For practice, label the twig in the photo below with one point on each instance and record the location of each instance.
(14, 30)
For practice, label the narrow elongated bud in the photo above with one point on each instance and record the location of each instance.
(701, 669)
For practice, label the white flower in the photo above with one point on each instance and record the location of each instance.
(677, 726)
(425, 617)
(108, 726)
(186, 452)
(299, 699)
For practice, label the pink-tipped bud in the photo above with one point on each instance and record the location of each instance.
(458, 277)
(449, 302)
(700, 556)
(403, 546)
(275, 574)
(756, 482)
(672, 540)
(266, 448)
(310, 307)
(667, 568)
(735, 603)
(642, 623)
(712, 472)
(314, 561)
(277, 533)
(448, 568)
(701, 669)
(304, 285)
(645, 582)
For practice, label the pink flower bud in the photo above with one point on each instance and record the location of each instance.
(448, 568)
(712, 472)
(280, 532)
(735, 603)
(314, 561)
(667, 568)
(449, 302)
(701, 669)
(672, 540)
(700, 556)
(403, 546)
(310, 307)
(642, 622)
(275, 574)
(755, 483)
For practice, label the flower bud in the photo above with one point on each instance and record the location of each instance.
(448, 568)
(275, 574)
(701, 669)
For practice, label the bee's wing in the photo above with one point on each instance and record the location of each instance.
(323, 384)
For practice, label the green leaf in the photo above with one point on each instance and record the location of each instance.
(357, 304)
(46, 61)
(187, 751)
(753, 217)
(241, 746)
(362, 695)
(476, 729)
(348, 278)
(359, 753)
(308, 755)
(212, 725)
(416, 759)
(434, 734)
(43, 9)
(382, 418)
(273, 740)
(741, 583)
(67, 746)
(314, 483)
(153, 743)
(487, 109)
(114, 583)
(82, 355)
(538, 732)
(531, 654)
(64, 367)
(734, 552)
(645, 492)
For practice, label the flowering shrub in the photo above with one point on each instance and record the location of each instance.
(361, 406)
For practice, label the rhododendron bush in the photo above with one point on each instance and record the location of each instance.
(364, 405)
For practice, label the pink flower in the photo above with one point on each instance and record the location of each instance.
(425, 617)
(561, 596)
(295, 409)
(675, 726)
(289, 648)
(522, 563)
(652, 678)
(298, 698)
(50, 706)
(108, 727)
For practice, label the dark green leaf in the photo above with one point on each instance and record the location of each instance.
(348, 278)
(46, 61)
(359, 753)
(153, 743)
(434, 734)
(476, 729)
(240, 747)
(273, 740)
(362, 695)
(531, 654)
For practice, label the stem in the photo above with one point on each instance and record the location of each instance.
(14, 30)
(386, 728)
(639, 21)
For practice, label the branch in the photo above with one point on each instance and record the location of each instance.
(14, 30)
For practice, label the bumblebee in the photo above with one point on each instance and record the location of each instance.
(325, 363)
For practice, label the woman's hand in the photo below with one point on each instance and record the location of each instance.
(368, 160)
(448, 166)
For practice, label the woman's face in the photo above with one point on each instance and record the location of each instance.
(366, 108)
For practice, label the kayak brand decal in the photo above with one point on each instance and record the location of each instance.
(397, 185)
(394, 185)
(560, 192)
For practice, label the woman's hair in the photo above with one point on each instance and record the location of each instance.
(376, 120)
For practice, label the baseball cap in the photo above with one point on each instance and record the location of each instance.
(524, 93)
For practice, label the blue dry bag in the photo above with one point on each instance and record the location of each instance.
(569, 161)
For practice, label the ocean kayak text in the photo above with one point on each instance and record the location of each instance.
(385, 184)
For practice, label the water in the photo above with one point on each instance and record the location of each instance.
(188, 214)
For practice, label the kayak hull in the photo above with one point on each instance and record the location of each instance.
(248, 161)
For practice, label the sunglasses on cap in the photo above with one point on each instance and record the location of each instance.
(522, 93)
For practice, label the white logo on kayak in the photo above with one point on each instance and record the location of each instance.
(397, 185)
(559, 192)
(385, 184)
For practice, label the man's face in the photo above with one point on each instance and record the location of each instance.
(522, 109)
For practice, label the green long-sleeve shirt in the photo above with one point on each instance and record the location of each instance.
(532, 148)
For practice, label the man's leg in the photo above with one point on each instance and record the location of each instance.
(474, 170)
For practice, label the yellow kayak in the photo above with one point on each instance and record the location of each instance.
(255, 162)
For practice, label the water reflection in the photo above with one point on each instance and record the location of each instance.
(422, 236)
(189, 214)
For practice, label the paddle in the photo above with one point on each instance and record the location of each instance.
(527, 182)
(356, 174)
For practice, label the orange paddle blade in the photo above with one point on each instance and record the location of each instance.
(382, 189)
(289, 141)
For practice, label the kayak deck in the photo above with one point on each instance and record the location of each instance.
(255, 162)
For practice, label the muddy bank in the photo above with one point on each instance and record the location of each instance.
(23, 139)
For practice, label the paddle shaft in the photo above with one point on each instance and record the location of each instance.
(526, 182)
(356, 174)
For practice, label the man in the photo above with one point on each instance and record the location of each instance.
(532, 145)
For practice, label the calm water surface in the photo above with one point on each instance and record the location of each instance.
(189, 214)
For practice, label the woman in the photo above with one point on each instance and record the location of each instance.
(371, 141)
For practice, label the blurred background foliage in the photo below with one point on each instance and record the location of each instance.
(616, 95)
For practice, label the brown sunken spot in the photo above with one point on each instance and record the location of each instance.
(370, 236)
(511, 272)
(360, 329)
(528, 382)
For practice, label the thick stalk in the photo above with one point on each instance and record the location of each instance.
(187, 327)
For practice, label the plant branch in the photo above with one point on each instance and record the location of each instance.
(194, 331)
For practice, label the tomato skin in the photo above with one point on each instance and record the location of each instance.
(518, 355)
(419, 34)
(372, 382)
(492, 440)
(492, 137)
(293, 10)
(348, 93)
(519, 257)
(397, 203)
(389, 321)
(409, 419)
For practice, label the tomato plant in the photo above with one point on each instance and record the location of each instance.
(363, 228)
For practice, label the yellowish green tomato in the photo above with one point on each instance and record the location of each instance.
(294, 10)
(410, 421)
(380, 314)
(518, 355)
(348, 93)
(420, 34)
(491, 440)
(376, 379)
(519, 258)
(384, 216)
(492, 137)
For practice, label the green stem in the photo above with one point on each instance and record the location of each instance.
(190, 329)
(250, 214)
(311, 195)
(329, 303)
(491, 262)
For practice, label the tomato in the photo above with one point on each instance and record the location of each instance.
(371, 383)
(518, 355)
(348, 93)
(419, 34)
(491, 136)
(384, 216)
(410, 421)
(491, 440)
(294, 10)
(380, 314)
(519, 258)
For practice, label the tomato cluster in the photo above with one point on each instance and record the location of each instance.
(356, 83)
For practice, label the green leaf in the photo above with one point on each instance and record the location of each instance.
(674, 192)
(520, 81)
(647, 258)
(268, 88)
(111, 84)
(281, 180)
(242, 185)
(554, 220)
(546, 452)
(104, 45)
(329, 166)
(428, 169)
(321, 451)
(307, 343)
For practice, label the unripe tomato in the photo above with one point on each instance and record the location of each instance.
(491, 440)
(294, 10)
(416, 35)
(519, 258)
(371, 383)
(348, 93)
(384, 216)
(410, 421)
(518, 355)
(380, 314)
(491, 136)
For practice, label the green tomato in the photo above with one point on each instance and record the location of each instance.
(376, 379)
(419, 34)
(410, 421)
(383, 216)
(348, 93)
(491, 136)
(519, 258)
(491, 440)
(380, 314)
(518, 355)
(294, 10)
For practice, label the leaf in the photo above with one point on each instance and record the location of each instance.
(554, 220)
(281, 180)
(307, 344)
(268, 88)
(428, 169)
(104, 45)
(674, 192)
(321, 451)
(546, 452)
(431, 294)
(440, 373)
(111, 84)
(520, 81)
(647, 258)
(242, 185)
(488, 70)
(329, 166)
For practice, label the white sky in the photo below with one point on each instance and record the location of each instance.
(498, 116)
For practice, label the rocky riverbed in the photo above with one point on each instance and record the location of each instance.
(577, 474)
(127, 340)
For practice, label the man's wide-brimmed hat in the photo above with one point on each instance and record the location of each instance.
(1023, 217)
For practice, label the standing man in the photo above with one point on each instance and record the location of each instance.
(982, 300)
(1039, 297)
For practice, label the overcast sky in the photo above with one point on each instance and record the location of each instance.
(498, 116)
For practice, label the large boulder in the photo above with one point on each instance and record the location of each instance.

» **Objective**:
Give back exactly the lines from the one containing "For practice, label the man's wide-brimmed" to the end of the material, both ends included.

» **Result of this task**:
For practice, label the man's wide-brimmed hat in the photo above with one point on each instance and record the location of each instance.
(1023, 217)
For practice, label the standing man in the photo above with one point on each instance and record the location of each instance.
(982, 300)
(1039, 297)
For practice, label the overcast sky in the photo above with one point on each instance and record the location of each instance.
(498, 116)
For practice, label the large boulder in the photo above with one point on each instance and record the location of each instance.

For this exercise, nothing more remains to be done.